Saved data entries
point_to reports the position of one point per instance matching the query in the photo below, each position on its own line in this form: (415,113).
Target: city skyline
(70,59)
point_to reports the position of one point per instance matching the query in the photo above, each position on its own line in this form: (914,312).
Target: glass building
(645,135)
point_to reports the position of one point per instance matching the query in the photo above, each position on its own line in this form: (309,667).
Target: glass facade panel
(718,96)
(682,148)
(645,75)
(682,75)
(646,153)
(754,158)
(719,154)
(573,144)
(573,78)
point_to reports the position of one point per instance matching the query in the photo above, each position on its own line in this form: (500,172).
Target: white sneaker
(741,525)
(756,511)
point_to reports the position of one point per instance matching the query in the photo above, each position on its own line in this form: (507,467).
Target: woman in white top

* * *

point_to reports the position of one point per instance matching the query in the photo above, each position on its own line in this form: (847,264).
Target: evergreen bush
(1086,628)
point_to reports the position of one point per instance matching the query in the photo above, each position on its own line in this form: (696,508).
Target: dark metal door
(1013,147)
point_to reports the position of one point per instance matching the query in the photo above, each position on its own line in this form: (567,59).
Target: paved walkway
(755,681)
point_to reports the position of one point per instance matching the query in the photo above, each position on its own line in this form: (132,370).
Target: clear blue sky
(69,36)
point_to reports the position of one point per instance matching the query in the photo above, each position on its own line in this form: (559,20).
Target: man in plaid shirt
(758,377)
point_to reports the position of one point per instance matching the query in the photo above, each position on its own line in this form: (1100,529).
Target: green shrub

=== WHAT YOU HAVE TO DO ===
Show each line from the records above that contains the string "white", treating uppercase and lowercase as different.

=== COMPLETED EXERCISE ===
Target: white sneaker
Target: woman in white top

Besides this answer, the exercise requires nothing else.